§ **OBJECTIVE**: Pull out every line of the listing below that contains the string "green", matching case exactly.

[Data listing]
------------

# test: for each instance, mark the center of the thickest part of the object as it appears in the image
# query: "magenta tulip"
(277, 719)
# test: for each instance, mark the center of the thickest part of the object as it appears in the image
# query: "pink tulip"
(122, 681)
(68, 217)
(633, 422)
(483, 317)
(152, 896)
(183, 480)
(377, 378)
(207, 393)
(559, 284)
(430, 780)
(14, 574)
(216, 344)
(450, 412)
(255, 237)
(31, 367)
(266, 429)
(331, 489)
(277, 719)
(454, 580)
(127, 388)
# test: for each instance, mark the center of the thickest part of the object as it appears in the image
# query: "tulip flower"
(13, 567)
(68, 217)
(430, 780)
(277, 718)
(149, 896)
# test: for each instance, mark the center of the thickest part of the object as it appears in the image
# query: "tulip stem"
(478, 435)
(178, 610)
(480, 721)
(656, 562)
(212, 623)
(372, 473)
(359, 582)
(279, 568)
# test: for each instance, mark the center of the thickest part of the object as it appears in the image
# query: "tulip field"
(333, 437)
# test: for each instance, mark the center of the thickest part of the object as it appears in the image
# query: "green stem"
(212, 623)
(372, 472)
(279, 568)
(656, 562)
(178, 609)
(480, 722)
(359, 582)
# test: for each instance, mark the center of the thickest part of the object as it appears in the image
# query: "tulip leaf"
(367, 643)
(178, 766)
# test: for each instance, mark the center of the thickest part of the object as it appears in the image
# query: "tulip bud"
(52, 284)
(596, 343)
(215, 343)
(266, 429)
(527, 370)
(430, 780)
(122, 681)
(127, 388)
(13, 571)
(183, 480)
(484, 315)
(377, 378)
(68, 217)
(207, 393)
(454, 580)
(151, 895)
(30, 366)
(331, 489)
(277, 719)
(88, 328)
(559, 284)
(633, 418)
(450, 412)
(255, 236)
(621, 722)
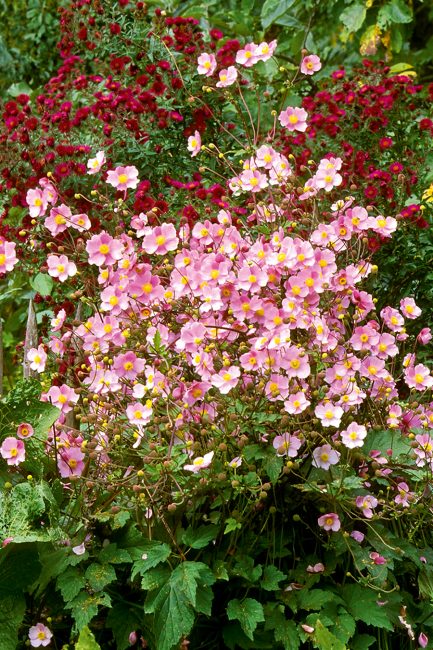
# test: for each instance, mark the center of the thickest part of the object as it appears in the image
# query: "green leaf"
(361, 602)
(323, 638)
(274, 9)
(19, 567)
(122, 620)
(86, 641)
(362, 642)
(153, 553)
(85, 607)
(12, 609)
(353, 17)
(396, 11)
(284, 629)
(249, 613)
(271, 577)
(100, 575)
(70, 583)
(187, 589)
(199, 537)
(42, 283)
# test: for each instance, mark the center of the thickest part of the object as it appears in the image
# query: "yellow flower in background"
(428, 194)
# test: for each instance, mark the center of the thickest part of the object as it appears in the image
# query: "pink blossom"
(226, 379)
(409, 308)
(59, 219)
(206, 64)
(247, 57)
(61, 267)
(287, 445)
(104, 250)
(13, 450)
(357, 536)
(25, 430)
(123, 178)
(38, 358)
(70, 462)
(161, 240)
(80, 222)
(366, 504)
(194, 143)
(329, 414)
(227, 77)
(310, 64)
(354, 435)
(418, 377)
(264, 51)
(424, 336)
(40, 635)
(294, 119)
(138, 413)
(8, 258)
(95, 164)
(37, 203)
(330, 521)
(201, 462)
(325, 456)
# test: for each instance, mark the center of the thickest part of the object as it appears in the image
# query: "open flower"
(13, 451)
(330, 521)
(40, 635)
(201, 462)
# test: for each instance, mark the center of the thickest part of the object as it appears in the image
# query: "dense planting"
(224, 434)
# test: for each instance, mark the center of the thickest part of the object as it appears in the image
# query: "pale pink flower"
(264, 51)
(366, 504)
(123, 178)
(357, 536)
(25, 431)
(409, 308)
(201, 462)
(80, 222)
(418, 377)
(194, 143)
(424, 336)
(325, 456)
(227, 77)
(287, 445)
(13, 450)
(297, 403)
(329, 414)
(58, 320)
(61, 267)
(38, 358)
(104, 250)
(294, 119)
(206, 64)
(8, 258)
(310, 64)
(70, 462)
(138, 413)
(161, 240)
(59, 219)
(40, 635)
(330, 521)
(37, 203)
(95, 164)
(354, 435)
(226, 379)
(247, 57)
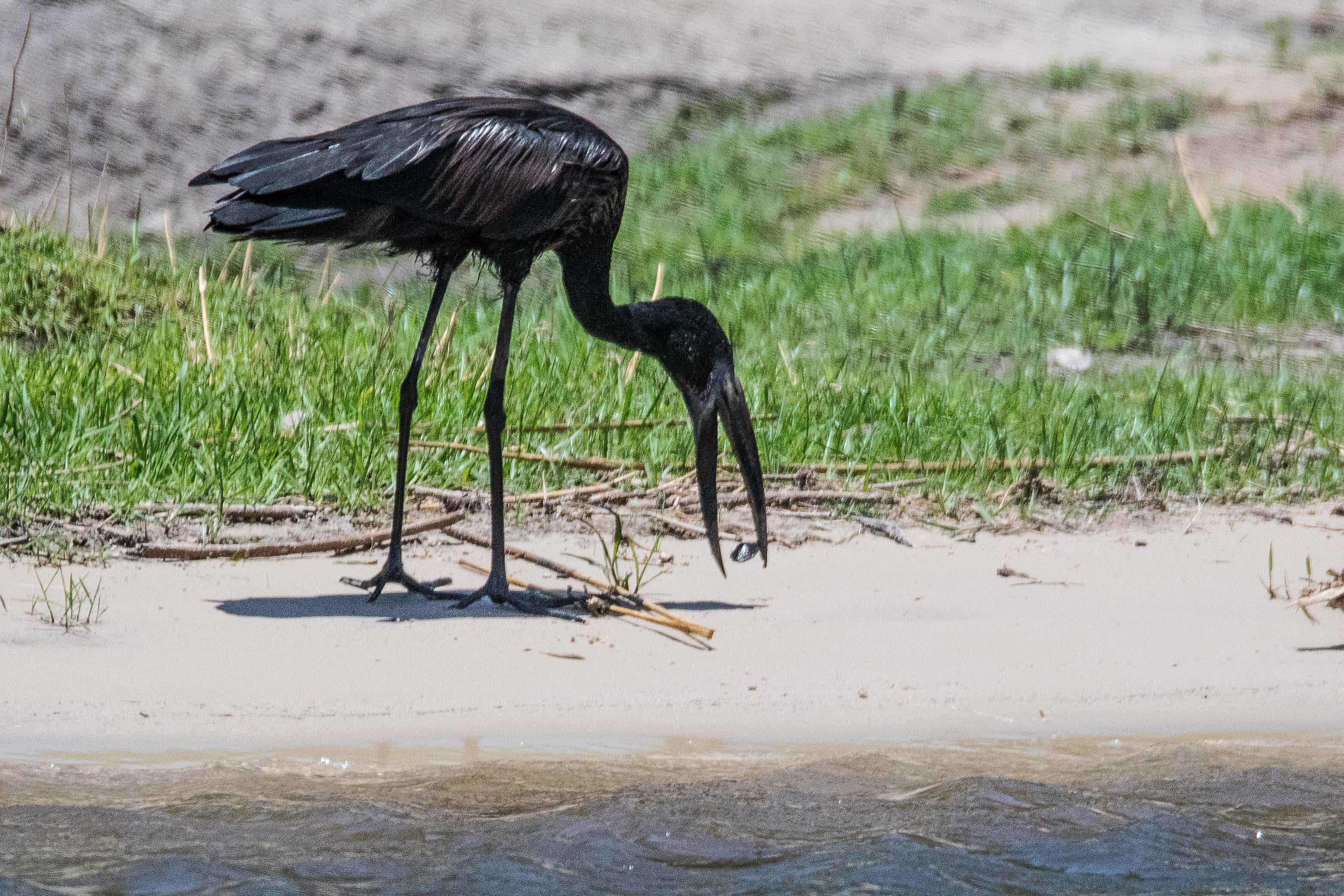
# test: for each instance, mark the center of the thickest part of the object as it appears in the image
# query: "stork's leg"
(496, 586)
(393, 570)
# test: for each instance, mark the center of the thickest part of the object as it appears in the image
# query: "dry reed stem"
(322, 284)
(1196, 196)
(994, 464)
(205, 316)
(14, 87)
(331, 289)
(609, 425)
(601, 464)
(172, 250)
(445, 342)
(127, 371)
(103, 235)
(658, 292)
(249, 551)
(788, 367)
(1101, 226)
(223, 269)
(535, 496)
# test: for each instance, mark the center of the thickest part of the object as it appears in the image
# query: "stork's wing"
(494, 164)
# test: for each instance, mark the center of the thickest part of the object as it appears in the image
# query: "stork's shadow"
(398, 606)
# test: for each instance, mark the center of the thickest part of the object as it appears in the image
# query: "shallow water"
(1213, 816)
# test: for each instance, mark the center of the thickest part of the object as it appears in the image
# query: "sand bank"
(832, 643)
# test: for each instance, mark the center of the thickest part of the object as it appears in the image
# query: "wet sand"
(834, 643)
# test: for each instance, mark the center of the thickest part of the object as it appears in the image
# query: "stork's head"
(687, 339)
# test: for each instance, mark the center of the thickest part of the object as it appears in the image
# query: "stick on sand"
(574, 574)
(671, 622)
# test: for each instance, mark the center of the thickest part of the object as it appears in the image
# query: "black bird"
(507, 179)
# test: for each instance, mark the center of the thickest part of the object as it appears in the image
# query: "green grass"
(1078, 75)
(913, 344)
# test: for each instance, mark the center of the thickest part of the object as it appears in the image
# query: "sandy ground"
(148, 93)
(837, 643)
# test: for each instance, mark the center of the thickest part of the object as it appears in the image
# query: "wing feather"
(491, 164)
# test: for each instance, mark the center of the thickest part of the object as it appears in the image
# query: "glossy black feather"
(499, 176)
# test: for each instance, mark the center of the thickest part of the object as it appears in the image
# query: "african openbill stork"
(507, 179)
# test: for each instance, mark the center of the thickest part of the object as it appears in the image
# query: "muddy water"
(1227, 816)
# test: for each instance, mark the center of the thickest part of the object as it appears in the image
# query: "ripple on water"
(1139, 817)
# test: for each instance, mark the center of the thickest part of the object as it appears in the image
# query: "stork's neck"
(588, 281)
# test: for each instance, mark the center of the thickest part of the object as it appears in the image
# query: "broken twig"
(574, 574)
(883, 527)
(251, 551)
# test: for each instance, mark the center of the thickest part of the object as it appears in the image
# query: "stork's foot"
(532, 601)
(393, 571)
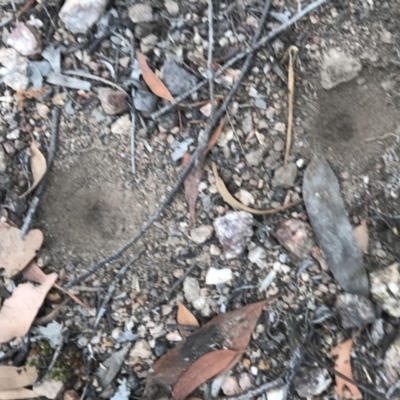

------------

§ **TASK ANSWER**:
# query: "green stem"
# query: "green leaf"
# query: "green grass"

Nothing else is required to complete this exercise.